*DATASET ENTRIES*
§ §
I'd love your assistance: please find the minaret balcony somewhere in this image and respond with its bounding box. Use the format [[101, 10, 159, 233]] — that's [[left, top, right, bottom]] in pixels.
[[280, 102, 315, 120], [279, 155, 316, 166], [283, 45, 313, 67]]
§ §
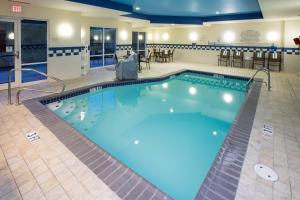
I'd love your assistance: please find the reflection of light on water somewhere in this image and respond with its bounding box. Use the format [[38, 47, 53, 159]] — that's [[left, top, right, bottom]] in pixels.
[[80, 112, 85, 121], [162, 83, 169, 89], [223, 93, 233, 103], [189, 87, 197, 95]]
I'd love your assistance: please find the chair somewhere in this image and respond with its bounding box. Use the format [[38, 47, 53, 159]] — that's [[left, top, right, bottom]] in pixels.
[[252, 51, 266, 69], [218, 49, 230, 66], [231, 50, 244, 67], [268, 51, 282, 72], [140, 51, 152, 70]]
§ §
*REQUEST*
Please revise the items in the stretch from the line containing "I'd love your assistance: please find the minaret" through the line containing "45, 313, 67]]", changing "minaret balcony" to "minaret window" and keeping everything else as it is. Return only those lines.

*FINISHED ANSWER*
I'd love your assistance: please find the minaret window somewhere in this image and respond with its bounding box. Use the format [[101, 10, 159, 233]] — that's [[left, top, right, bottom]] in pixels.
[[280, 102, 315, 120], [279, 155, 316, 166], [283, 45, 313, 67]]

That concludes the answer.